Written problem> Reproduce word for word the part of the forum thread on the dip in the withers that begins with "If you're not" and stops after "in back problems?".

Excerpted passage>

[Start]

# Dip in withers



## sagelfn (Aug 13, 2009)

If you're not sure what I'm talking about here's a picture..









Is this common in dogs only with flat withers?

Are there any increased risks in back problems?

Is it only common in certain lines?

Is this something relatively new in the breed?

Looking to learn as much as possible


----------



## unloader (Feb 16, 2010)

Subscribed.

I read somewhere that it can be 'corrected with proper muscling', but I have no idea if that is true.


----------



## lhczth (Apr 5, 2000)

Can be found in dogs with both correct withers (not seen all that often anymore) and flat withers. 

Not that I know of.

No, found in all lines.

No.

I have also seen it improved with exercise especially biking which is also good for improvement of the withers.


----------



## sagelfn (Aug 13, 2009)

Thanks Lisa!


----------



## onyx'girl (May 18, 2007)

I wonder if walking the dog and letting the dog pull you(wearing a harness) will help strengthen the area? Not that we encourage pulling, but when I walk Karlo on the trails I let him pull to tone his muscles.


----------



## Liesje (Mar 4, 2007)

I think it is somewhat common in all lines. Someone who is very well known and active in the show world told me that most dogs have it to some degree and it usually means nothing other than the aesthetics of the topline, and most show people groom it so that it isn't noticeable. Not sure if it truly happens to that extent but my show line dog had it and I never really bothered with it. He told me if I brushed my dog a certain way on a regular basis, the cow lick would go away. Same with the common cow licks where the dog's tail attaches.


----------



## BlackthornGSD (Feb 25, 2010)

The "dip" is often particularly pronounced with dogs who play a lot of ball as their primary source of exercise. If you look at this drawing of the musculature of a GSD, you can sort of see that the place where there is a dip is where a bunch of muscles meet.


----------



## Emoore (Oct 9, 2002)

lhczth said:


> I have also seen it improved with exercise especially biking which is also good for improvement of the withers.


But it can be kind of hard to get them to stay on the bike.


----------



## sagelfn (Aug 13, 2009)

BlackthornGSD said:


> The "dip" is often particularly pronounced with dogs who play a lot of ball as their primary source of exercise. If you look at this drawing of the musculature of a GSD, you can sort of see that the place where there is a dip is where a bunch of muscles meet.

[End]

Region annotation entries:

[Start]

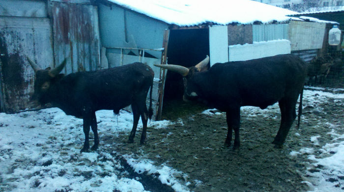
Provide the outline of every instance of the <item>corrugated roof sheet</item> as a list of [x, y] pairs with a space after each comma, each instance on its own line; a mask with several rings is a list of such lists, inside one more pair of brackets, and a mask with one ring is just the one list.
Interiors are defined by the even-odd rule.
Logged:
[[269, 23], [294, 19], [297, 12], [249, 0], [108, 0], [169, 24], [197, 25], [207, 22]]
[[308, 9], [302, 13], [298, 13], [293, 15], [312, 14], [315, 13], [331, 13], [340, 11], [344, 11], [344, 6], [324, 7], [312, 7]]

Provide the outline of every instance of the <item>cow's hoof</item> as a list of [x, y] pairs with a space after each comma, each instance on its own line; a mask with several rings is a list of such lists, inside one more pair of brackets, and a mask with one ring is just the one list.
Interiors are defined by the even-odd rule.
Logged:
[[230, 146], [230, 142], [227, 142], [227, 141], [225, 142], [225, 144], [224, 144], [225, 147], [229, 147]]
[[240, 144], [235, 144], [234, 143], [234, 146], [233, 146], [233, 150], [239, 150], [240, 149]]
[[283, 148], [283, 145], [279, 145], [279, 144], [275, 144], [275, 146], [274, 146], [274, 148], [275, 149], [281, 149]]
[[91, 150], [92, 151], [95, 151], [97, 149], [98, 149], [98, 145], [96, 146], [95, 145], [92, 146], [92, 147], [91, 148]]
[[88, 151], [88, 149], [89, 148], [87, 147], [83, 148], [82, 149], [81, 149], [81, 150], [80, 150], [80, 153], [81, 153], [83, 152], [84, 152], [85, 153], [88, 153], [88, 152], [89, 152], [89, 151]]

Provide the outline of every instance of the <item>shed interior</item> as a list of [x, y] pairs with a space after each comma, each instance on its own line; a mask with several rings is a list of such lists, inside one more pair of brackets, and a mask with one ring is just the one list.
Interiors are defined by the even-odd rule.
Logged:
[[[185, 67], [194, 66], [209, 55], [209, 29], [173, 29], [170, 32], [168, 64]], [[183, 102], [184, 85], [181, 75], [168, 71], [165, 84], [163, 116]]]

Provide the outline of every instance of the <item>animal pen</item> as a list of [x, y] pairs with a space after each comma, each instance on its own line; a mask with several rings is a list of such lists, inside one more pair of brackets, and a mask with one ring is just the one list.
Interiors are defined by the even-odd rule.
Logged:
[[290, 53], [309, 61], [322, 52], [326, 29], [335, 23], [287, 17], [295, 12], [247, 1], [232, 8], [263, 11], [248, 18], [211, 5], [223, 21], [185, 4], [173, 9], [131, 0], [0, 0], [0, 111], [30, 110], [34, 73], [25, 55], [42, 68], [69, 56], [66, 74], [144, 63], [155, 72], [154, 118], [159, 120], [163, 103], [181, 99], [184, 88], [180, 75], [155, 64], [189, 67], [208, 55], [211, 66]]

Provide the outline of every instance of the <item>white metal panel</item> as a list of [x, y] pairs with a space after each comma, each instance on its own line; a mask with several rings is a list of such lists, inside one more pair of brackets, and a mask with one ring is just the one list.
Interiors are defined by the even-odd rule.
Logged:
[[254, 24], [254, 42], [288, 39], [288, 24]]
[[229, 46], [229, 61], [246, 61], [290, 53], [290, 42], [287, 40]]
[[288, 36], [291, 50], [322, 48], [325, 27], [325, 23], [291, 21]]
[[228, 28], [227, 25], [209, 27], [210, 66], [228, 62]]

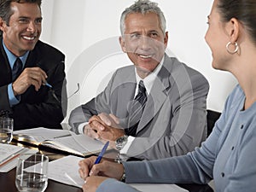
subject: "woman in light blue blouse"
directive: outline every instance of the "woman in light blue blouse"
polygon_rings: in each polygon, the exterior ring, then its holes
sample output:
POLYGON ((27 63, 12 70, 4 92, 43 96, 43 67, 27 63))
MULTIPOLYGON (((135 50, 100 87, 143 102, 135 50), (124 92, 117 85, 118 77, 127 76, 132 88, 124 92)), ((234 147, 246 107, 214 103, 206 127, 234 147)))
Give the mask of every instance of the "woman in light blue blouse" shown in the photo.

[End]

Output>
If you're not sure what I'm talking about here's a picture..









Is this common in dogs only with flat withers?

Are there any increased risks in back problems?